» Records

* begin *

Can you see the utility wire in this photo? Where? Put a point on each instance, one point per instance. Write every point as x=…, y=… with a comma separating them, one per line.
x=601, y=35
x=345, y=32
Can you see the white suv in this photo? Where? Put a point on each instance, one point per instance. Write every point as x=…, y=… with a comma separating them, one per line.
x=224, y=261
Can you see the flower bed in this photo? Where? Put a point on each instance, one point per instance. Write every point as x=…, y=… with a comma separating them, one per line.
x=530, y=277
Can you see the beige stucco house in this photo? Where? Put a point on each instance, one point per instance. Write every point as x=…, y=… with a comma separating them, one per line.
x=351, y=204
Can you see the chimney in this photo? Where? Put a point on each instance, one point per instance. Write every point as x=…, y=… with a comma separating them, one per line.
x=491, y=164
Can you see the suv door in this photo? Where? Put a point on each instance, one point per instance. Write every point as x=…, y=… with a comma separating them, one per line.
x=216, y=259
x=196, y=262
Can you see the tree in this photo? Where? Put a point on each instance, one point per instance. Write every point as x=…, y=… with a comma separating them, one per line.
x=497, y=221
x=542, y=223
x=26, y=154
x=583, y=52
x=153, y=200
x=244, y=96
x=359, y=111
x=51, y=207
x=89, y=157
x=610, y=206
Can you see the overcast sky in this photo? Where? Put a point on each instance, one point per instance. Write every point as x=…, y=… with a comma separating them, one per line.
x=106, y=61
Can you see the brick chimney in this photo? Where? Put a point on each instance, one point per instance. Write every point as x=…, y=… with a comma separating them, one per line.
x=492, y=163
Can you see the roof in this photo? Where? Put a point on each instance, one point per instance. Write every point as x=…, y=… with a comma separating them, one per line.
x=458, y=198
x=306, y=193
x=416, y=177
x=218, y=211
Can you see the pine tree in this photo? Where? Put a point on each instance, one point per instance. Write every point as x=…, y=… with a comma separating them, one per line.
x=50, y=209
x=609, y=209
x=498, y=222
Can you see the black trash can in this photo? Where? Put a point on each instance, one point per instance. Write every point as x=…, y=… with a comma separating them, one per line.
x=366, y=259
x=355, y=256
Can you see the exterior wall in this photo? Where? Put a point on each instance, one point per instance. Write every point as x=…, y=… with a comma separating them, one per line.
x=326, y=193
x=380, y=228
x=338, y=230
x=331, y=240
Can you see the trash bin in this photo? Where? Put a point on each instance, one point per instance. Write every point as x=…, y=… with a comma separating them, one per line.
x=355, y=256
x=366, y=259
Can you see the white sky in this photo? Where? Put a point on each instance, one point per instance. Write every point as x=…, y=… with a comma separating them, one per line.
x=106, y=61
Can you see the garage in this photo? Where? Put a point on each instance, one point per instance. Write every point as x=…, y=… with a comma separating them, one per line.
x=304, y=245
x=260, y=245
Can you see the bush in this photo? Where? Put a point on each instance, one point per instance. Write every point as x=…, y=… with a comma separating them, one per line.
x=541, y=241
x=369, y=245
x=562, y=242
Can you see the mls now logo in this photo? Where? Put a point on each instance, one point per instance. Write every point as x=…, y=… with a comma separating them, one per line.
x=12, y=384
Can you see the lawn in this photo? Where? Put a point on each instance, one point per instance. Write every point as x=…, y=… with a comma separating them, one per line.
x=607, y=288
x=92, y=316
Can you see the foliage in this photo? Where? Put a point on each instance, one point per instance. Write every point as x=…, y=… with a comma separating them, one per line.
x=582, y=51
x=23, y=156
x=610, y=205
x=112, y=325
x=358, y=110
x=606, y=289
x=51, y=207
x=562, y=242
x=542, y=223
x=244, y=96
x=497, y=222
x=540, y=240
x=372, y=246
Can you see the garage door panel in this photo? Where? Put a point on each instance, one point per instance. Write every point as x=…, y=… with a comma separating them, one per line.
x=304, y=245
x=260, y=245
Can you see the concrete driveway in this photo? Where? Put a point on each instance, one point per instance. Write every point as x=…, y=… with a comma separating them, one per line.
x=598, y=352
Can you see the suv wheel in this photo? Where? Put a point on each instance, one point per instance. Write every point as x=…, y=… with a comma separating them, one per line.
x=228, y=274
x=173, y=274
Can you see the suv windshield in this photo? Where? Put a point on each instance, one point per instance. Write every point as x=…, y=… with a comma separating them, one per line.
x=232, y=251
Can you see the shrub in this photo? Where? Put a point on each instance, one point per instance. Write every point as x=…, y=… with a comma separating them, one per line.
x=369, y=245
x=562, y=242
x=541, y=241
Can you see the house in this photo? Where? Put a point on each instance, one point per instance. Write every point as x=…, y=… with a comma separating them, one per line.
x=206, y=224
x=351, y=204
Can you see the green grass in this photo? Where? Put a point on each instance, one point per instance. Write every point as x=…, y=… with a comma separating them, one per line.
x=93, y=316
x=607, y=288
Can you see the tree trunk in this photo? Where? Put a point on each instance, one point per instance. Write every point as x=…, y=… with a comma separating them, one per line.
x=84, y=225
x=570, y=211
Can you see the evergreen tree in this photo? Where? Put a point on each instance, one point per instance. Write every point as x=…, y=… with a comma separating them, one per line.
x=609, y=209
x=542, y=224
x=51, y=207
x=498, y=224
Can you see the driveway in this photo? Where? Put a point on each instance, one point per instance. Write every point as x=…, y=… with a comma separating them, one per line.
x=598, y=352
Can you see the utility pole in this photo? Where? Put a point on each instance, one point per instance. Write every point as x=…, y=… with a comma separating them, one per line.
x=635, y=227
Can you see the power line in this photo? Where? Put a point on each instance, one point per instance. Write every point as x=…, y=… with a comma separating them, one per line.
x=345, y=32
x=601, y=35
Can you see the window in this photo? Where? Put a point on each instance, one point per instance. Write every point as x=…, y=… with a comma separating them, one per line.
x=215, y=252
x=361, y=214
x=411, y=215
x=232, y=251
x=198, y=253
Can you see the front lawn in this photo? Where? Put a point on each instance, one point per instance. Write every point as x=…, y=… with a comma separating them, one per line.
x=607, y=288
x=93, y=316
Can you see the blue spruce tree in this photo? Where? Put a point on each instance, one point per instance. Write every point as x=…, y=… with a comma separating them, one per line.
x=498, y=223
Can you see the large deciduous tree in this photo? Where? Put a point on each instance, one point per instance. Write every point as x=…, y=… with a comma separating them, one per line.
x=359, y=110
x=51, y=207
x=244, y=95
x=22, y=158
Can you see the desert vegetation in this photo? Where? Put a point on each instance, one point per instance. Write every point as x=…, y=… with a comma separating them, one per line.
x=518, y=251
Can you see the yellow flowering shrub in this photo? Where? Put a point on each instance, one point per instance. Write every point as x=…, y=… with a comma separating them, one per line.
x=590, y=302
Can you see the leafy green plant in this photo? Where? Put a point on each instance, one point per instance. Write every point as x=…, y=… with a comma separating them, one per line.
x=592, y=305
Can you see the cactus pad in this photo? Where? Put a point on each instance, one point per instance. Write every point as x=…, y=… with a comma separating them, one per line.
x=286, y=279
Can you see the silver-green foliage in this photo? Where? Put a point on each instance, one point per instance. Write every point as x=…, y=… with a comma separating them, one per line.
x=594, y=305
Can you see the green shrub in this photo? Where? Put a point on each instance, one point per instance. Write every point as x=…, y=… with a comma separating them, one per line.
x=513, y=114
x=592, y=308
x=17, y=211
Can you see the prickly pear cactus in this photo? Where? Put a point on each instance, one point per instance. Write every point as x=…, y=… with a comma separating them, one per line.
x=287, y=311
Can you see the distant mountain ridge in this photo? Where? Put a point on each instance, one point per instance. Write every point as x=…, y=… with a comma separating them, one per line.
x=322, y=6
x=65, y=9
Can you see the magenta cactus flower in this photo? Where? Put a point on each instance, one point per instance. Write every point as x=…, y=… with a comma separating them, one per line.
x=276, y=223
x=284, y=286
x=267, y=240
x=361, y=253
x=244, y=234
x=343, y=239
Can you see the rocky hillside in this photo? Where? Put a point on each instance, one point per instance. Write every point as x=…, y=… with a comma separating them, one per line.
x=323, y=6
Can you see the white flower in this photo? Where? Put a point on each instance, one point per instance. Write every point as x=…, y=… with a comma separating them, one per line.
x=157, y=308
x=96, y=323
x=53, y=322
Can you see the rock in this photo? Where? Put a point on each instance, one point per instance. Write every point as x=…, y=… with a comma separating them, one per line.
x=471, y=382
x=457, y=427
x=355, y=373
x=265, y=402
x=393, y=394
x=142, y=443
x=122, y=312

* end *

Rewrite the data starting with the line with "Can you see the lawn" and going on through the line with "x=92, y=316", replacing "lawn" with "grass" and keeping everything else as it is.

Can you see the grass in this photo? Where? Put a point on each instance, one point per instance. Write every point as x=…, y=… with a comma separating them, one per line.
x=607, y=288
x=92, y=316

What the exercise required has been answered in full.